(Supplied text):
Learn more at: http://www.imtglobalinc.com tel: 877.761.9770

DiGiCo SD10 Tames Mega Monitor Mixes On Frampton’s ‘Guitar Circus’

Peter Frampton reclaims his guitar throne on the blockbuster ‘Frampton’s Guitar Circus’ tour, which kicked off at the end of May in Nashville, TN at the Ryman Auditorium. The guitarist-turned-frontman/singer is sharing the stage and going toe-to-toe with a dizzying array of axemen on the summer outing including Steve Cropper, Dean DeLeo (Stone Temple Pilots), Don Felder (formerly of The Eagles), Mike McCready (Pearl Jam), Vince Gill, David Hidalgo (Los Lobos), Davy Knowles, Roger McGuinn (founder/lead guitarist of the BYRDS), Richard Thompson, Vernon Reid (Living Colour), Vinnie Moore (UFO) and Rick Nielsen (Cheap Trick), with B.B. King, Steve Lukather, Kenny Wayne Shepherd and Sonny Landreth trading off opening the shows.

With Clair Global providing the consoles and a full stage package, Frampton engineer Matt Fitzgerald—who has worked with Frampton for the past four years, and with Ringo Starr and Blue Man Group prior—kicked off the tour with a new audio footprint at monitor world to handle all of the ramped-up monitoring requirements. Fitzgerald chose a DiGiCo SD10 for Frampton’s 5-piece band and the guest guitarists.

Heading into rehearsals with the new system, Fitzgerald was a bit hesitant at first, but his fears were allayed once he powered up on day one. “This was my first experience using one of the new SD consoles in-depth,” he explains. “I’d had lots of mixing experience on a D5 working with opening acts. But for this summer tour, I opted in favor of a smaller footprint and more flexible solution by trading up two linked digital desks that I was using prior for an SD10. Not only was it difficult mixing inputs between the two desks, but it was sluggish also as I had to treat each one as an individual mixing surface.

“Obviously making a big switch was a bit nerve-wracking. Peter’s the kind of guy that wants to be able to walk into rehearsal and just go. I did a lot of research and spent time with DiGiCo’s Ryan Shelton in Nashville and worked with the offline software to build my big session files. We had a decent amount of rehearsal time, about two weeks, because the band was learning the other guitar players’ material, so that was of huge benefit to me. I was able to get really comfortable on the desk, storing snapshots, making scene-to-scene files, etc. Literally after the first day, I was shocked and awed at how easy it was to get around on the desk and how small the learning curve was. I felt like a burden was lifted off my shoulders and I was able to just concentrate on mixing, not on the new gear. I was really blown away by the desk and really liked that everything was laid out so naturally. The buttons were right where I needed them, not to mention that the features are fantastic and you can have the channel strip wherever you want and create the desk to make it the way you want it to be. It’s really comfortable and I really enjoy it.”

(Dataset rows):
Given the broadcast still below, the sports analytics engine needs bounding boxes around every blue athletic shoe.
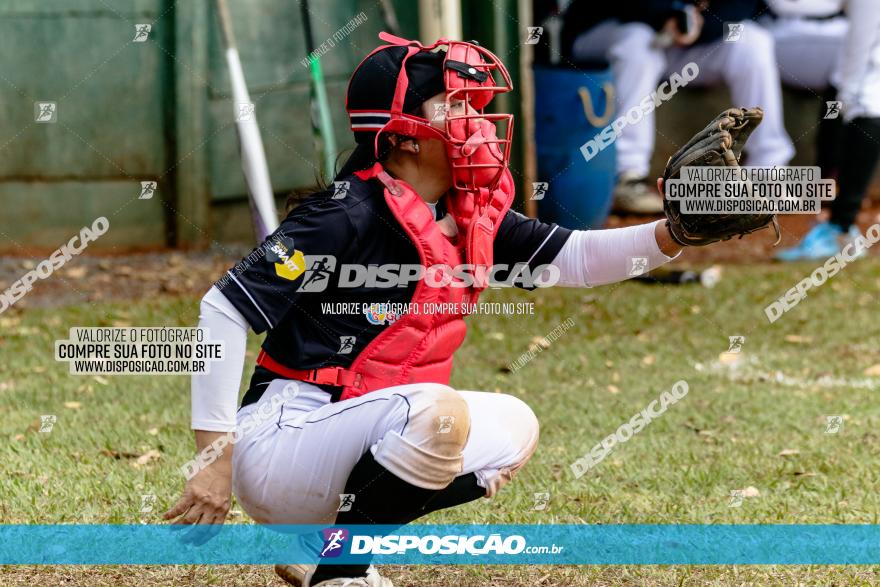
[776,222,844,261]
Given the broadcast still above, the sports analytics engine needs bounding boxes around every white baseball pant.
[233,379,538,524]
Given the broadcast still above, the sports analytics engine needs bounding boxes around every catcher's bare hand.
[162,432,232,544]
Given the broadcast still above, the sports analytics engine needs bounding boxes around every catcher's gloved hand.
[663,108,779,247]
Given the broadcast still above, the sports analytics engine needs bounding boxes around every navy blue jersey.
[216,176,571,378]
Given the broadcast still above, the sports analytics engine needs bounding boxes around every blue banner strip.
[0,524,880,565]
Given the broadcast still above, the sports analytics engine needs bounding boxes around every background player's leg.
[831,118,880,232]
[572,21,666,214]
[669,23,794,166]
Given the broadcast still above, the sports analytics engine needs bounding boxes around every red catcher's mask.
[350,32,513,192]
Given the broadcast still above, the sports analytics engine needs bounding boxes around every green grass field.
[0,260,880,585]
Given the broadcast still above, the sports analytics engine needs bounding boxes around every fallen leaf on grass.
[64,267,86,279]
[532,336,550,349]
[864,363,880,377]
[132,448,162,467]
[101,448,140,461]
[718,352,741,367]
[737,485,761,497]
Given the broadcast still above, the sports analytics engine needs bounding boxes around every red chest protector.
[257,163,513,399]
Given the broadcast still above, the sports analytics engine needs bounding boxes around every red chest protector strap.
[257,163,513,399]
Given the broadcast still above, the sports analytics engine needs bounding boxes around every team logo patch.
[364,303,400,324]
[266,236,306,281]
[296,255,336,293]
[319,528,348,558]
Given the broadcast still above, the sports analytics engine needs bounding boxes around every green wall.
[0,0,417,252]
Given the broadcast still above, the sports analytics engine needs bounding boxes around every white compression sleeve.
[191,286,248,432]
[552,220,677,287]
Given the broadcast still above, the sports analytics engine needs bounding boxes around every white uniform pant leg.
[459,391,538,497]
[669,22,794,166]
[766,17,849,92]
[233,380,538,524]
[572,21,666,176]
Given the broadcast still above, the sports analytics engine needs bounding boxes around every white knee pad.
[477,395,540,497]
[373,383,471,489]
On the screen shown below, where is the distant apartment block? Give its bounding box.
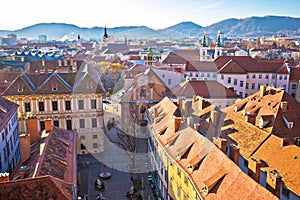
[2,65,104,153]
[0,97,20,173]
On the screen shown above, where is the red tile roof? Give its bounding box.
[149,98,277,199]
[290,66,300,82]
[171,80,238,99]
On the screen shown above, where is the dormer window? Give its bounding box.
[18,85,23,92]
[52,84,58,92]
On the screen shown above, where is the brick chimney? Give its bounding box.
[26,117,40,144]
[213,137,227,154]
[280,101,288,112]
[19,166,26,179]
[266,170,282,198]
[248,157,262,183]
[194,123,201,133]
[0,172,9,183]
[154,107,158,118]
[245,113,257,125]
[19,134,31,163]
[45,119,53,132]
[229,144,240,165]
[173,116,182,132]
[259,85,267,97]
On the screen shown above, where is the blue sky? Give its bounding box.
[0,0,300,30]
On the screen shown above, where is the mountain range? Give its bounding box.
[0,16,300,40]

(Task list):
1. Reproduce, with no changes, the part of the dataset rows that begins with the line containing "On the screen shown above, where is the blue" and runs through the last dataset row.
2. Resume the article about the DiGiCo SD10 on Frampton's Guitar Circus tour, picking up right after its final sentence.

(Answers per task):
1.
On the screen shown above, where is the blue sky? Give its bounding box.
[0,0,300,30]
On the screen shown above, where is the mountain range? Give its bounding box.
[0,16,300,40]

2.
With all of our band on Westone ES2 in-ears, Fitzgerald was looking at a lot of variables with the guest guitarists—some would be on ears, some on wedges; some had big stereo rigs and others had simple combo amps, acoustic guitars, etc. “I wanted to have a lot more flexibility and room to grow. With the SD10, I’m able to build a bigger show file as well as have extra wedge and ear mixes built-in. And it’s been awesome as far as changing the layout of the desk from show to show. For instance, we just played with Steve Cropper, who uses wedges, and I was able to move my wedge mixes to my top layer and restructure my file, and it was so cool and easy.”

Fitzgerald makes use of all of the onboard effects from the desk: reverbs for drums, acoustic guitars and keys, slap delays for vocals, plus a bit of multiband compression for vocals and DiGiTuBes on the bass for a little bit of drive. The only external effects he’s employing is an Eventide H3000 harmonizer for the acoustic guitars.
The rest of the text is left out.